Exercise task 1 ▸
Reproduce the part of the commentary on the poem that opens with the words containing "Leave my loneliness" and closes with "themselves, albeit unconsciously.".

Source ▸
** begin **

This is a very interesting question, and the answer to it depends a lot on your own personal reading of the poem. My own theory is that the speaker of the poem is both protagonist and antagonist, because it is he who insists on viewing the raven as some kind of supernatural agent of evil, whereas the truth is that it is just a raven and it is the speaker who interprets the response he receives from the raven as being of supernatural import. Note how this is suggested in the following quotation:

`Be that word our sign of parting, bird or fiend!' I shrieked upstarting -
`Get thee back into the tempest and the Night's Plutonian shore!
Leave no black plume as a token of that lie thy soul hath spoken!
Leave my loneliness unbroken! - quit the bust above my door!
Take thy beak from out my heart, and take thy form from off my door!'
Quoth the raven, `Nevermore.'

The reader already knows from the first stanza that the speaker is both exhausted mentally and physically and also that he is grief-stricken. His response to the raven shows that he is his own worst enemy and he is psychologically torturing himself, even though he is not aware of it. It is he who insists on viewing the raven as belonging to "Night's Plutonian shore" and allows the presence of the raven to "break" his loneliness. This is above all a poem that is fascinating because of its psychological exploration of the extent to which a character can torture themselves, albeit unconsciously.

** end **

[Stored entries]

** begin **

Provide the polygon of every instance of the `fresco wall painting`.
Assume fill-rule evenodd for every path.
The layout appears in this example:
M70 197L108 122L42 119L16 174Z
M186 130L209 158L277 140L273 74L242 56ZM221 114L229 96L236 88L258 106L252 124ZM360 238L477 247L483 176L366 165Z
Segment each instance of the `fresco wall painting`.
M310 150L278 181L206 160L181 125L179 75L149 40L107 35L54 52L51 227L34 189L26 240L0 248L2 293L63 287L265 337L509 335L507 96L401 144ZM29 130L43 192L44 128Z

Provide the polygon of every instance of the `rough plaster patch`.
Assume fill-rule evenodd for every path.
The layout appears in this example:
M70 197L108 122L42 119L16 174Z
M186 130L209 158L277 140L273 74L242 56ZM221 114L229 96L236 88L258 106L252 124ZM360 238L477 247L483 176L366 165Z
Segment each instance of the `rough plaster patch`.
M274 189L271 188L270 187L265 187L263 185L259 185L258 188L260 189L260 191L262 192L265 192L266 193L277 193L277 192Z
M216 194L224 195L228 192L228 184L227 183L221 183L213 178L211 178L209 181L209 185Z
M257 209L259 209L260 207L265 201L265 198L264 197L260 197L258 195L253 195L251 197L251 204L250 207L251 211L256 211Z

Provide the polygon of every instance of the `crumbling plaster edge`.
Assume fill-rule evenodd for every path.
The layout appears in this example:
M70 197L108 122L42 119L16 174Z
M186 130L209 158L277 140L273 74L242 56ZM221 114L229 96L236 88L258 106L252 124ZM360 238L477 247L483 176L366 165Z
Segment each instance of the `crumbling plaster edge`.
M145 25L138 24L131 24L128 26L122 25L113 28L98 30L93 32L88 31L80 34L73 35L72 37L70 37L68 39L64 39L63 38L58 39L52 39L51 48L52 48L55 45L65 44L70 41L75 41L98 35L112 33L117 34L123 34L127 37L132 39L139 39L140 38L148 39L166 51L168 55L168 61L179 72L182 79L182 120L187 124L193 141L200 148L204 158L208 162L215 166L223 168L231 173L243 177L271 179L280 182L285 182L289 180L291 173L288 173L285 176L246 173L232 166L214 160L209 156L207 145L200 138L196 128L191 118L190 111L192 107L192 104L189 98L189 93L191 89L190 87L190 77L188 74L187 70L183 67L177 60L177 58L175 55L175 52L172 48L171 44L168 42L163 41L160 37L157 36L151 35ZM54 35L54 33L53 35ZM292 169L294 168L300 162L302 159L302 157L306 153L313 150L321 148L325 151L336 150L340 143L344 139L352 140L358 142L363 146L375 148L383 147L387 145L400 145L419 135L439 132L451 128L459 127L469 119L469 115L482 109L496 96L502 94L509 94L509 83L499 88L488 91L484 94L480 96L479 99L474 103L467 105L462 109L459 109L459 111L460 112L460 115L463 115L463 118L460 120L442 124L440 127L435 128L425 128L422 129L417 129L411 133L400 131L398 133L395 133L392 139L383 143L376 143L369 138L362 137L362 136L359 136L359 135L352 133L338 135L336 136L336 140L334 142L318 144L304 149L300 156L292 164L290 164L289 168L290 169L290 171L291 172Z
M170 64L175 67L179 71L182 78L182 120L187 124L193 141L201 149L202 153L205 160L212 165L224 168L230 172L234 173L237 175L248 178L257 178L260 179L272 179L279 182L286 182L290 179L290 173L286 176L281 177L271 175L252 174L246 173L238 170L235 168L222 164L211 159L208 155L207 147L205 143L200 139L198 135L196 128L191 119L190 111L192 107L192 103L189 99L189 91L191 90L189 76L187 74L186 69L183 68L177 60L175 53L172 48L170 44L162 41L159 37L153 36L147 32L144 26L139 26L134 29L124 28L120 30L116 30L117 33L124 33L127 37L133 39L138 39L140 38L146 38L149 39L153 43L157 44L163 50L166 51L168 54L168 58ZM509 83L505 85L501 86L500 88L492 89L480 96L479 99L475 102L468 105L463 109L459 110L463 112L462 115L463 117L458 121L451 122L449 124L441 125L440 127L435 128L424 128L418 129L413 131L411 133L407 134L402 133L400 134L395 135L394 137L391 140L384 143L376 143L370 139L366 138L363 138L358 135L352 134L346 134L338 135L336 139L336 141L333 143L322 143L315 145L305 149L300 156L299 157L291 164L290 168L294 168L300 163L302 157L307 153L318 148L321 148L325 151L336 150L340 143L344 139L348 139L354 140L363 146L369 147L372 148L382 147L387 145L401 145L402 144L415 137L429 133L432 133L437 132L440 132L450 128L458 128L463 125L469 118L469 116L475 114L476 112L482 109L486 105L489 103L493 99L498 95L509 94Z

** end **

Exercise task 2 ▸
Collect and copy each row that contains the word "Provide".

Final result 1 ▸
Leave my loneliness unbroken! - quit the bust above my door!
Take thy beak from out my heart, and take thy form from off my door!'
Quoth the raven, `Nevermore.'

The reader already knows from the first stanza that the speaker is both exhausted mentally and physically and also that he is grief-stricken. His response to the raven shows that he is his own worst enemy and he is psychologically torturing himself, even though he is not aware of it. It is he who insists on viewing the raven as belonging to "Night's Plutonian shore" and allows the presence of the raven to "break" his loneliness. This is above all a poem that is fascinating because of its psychological exploration of the extent to which a character can torture themselves, albeit unconsciously.

Final result 2 ▸
Provide the polygon of every instance of the `fresco wall painting`.
Provide the polygon of every instance of the `rough plaster patch`.
Provide the polygon of every instance of the `crumbling plaster edge`.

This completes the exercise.